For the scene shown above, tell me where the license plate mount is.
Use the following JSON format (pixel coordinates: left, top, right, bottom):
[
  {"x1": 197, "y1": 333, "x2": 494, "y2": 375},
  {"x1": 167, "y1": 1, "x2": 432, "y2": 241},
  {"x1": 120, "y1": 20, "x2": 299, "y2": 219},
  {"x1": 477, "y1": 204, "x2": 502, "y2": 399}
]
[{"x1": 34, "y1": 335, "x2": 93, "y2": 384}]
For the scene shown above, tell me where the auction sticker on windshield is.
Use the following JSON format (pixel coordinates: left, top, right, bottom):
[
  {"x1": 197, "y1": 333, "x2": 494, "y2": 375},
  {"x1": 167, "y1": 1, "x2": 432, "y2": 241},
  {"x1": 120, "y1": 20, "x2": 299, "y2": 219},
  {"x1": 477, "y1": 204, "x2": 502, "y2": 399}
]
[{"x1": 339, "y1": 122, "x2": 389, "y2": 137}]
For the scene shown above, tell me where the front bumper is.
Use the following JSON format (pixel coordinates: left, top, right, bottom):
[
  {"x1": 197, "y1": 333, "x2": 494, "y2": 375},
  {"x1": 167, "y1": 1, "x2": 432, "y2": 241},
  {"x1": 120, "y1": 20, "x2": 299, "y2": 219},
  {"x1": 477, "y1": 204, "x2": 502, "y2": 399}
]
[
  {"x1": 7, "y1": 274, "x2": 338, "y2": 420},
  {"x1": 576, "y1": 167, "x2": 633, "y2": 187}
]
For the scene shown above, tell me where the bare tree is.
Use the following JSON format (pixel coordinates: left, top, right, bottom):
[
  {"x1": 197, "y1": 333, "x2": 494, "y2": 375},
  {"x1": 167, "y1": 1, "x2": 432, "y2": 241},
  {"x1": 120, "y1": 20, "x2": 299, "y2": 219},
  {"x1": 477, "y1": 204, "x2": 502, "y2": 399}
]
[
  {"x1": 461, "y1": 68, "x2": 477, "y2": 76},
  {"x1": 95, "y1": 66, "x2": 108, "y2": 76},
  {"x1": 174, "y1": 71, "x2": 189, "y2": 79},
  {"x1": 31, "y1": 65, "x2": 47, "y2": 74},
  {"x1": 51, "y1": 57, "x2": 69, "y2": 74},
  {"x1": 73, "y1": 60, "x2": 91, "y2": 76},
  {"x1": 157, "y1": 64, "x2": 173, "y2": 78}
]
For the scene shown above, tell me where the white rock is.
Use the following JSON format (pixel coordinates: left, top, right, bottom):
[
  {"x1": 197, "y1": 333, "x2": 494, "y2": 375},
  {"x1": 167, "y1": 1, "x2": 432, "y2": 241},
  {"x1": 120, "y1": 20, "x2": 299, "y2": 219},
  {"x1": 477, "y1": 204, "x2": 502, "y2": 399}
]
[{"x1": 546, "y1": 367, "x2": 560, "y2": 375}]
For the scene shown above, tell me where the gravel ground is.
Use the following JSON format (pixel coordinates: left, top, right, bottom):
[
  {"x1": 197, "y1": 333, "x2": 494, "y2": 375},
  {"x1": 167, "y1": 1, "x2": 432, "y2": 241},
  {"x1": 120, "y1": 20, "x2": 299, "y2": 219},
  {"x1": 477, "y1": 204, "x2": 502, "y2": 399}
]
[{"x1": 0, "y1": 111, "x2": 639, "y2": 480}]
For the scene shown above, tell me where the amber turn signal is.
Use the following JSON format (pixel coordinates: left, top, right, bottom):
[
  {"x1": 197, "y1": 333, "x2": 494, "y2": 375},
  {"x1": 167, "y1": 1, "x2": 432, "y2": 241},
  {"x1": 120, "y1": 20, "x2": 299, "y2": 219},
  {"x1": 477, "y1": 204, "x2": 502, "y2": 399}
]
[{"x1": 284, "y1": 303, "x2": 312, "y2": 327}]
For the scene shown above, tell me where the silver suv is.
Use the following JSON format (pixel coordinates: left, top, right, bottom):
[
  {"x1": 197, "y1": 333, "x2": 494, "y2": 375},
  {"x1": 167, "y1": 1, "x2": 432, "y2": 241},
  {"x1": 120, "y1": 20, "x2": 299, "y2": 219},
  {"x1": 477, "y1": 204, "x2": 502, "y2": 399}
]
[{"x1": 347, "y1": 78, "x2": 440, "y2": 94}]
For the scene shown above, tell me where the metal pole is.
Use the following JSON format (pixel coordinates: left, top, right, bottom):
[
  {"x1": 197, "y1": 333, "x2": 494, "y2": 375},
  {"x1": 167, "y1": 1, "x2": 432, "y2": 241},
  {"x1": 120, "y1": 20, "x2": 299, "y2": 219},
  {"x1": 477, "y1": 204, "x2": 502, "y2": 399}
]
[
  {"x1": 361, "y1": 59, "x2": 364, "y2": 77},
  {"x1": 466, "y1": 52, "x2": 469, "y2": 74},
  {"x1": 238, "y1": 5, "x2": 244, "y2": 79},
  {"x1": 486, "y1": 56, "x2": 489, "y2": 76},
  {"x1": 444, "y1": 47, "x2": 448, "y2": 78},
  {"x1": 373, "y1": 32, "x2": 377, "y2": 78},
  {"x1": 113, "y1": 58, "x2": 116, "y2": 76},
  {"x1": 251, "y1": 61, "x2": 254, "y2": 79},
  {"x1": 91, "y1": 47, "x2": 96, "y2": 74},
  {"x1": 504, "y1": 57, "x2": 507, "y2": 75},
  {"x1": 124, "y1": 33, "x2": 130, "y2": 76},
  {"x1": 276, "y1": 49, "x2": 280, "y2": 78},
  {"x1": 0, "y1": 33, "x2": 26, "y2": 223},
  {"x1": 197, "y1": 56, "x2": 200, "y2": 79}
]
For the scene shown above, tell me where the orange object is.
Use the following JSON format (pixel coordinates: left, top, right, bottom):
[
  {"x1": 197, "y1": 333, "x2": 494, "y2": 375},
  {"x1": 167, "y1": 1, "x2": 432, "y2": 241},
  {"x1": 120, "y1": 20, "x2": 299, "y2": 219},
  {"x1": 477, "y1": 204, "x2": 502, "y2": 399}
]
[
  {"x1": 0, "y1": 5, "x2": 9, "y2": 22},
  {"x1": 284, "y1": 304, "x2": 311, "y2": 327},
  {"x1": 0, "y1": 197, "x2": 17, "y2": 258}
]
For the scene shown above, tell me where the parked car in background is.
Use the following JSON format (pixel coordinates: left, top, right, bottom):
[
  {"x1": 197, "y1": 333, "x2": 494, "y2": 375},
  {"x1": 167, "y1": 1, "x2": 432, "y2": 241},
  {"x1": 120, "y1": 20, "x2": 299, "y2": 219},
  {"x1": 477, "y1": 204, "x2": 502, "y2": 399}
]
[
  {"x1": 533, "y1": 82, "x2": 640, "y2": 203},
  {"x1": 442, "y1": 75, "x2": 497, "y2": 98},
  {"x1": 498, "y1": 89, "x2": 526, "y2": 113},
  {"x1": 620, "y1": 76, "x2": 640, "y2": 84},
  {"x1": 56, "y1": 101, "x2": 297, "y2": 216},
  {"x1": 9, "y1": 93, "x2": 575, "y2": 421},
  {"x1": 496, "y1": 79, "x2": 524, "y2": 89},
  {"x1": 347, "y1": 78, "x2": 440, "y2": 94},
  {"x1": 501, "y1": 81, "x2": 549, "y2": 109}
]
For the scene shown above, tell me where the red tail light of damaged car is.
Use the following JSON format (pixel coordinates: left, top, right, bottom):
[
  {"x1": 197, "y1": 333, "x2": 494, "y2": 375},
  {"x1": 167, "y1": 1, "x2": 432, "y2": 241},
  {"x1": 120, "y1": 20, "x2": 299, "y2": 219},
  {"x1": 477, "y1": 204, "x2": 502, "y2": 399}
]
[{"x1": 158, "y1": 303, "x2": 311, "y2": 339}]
* * *
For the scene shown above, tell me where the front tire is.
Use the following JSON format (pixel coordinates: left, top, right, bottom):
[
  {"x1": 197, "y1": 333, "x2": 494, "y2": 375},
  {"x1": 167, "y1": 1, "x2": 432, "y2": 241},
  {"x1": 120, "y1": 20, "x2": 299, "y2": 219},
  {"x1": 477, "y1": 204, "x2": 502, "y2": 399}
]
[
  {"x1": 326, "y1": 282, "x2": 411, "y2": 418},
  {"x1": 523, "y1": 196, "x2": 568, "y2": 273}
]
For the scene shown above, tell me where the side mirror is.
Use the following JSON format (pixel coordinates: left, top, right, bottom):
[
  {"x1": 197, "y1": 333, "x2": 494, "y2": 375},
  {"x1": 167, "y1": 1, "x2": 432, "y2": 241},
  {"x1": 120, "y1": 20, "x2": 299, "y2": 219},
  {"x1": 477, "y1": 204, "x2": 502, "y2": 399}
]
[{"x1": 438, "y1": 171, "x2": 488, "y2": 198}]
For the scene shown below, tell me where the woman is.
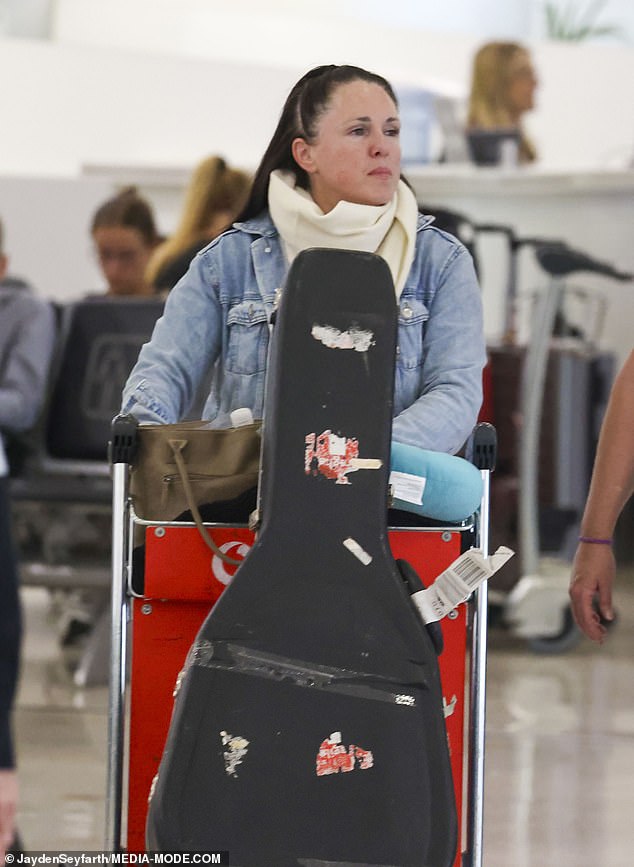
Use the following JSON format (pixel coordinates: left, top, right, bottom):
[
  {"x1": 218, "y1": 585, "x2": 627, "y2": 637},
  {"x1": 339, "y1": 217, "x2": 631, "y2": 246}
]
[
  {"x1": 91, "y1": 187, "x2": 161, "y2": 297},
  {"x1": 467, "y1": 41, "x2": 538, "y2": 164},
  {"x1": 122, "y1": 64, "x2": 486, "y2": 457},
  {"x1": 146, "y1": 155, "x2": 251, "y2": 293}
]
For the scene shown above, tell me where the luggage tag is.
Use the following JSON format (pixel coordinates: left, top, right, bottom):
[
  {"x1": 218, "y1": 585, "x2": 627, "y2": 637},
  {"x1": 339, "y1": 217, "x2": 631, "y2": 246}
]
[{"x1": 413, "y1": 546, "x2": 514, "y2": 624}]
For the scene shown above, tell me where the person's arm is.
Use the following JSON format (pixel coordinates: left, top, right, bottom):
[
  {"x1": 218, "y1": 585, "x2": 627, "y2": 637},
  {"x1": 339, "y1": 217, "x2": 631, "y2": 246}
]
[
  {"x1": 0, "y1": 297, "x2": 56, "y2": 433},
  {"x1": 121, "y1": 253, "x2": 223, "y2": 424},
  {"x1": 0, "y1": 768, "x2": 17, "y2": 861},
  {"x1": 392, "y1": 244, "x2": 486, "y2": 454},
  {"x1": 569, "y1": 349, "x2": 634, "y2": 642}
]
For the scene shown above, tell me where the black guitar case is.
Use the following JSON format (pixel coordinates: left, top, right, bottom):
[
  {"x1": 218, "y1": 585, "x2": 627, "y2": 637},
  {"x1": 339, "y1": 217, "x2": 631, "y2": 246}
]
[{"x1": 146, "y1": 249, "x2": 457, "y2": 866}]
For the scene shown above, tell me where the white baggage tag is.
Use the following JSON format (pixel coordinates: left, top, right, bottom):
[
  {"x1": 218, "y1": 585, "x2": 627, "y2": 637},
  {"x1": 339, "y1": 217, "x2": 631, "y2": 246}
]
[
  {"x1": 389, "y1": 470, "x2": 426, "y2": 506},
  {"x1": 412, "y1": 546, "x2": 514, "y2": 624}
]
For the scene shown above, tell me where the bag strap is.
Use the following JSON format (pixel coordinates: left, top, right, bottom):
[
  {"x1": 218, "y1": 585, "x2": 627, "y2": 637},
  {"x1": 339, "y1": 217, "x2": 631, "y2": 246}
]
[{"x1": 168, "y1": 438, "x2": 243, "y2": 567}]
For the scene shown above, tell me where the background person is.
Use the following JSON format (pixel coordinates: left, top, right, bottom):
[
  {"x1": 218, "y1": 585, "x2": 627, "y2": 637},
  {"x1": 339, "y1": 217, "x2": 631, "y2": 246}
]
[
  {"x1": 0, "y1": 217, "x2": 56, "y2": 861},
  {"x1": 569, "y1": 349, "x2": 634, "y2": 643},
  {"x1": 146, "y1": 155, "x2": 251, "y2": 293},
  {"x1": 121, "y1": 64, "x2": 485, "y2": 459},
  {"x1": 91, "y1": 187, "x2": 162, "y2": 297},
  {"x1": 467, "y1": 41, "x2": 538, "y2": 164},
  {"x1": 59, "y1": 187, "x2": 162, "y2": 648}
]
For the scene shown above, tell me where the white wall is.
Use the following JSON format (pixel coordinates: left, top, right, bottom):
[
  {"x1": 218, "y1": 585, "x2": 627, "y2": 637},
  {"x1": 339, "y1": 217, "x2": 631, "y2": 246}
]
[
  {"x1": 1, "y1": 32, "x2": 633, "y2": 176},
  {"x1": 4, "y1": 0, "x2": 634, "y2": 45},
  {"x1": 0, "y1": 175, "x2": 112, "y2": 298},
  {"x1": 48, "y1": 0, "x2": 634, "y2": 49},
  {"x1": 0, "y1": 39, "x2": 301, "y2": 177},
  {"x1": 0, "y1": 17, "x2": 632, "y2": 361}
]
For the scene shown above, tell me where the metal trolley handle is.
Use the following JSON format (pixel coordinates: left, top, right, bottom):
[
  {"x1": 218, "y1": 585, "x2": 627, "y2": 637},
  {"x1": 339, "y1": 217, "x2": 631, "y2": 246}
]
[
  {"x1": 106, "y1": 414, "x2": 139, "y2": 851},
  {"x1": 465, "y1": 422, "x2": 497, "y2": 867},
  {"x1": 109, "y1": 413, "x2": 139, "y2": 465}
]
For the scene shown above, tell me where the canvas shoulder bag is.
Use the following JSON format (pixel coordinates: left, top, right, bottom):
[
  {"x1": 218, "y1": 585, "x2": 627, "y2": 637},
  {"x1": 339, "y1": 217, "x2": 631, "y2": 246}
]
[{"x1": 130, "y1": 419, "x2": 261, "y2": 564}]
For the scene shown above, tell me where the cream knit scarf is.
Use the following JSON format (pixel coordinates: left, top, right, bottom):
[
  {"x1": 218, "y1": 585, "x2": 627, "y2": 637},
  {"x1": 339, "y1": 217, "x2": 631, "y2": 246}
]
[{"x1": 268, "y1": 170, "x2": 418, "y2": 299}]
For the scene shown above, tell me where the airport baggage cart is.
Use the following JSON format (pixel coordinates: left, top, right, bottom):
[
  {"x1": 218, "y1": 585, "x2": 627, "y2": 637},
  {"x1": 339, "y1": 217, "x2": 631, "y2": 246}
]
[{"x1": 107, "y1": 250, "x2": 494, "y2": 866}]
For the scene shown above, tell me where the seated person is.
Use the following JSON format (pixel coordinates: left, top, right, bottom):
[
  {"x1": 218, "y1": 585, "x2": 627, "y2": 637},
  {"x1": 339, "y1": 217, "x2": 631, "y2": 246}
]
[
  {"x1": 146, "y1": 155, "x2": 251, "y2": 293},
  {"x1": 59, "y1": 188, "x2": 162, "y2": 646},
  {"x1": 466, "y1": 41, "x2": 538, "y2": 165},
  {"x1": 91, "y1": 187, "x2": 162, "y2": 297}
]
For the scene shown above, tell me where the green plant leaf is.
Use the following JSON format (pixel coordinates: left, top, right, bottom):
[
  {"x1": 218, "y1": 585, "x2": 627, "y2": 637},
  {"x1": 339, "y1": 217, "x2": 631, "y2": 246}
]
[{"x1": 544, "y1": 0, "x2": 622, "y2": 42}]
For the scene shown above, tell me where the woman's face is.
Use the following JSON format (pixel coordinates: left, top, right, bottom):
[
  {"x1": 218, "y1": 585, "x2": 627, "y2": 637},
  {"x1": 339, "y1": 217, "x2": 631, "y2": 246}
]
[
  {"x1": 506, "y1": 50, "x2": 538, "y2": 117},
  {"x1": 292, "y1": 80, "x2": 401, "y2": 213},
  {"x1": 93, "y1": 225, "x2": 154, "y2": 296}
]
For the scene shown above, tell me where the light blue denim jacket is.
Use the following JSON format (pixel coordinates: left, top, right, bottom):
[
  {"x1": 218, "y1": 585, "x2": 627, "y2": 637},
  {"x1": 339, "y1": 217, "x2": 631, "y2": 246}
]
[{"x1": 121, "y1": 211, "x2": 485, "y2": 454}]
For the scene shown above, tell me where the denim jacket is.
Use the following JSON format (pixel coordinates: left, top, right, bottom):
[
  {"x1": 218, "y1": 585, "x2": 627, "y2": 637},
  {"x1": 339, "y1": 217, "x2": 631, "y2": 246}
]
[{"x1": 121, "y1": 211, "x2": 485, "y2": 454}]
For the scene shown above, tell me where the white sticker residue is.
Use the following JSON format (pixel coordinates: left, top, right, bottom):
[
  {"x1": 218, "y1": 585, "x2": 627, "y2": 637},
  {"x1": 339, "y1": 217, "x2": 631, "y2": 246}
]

> **TASK OBJECTIVE**:
In the entries above, locate every line with the word "front" and copy it.

> **COMPLETED EXERCISE**:
For the scene shown above, tell me where the front bumper is.
For the scene shown above, tell me where the front tire is.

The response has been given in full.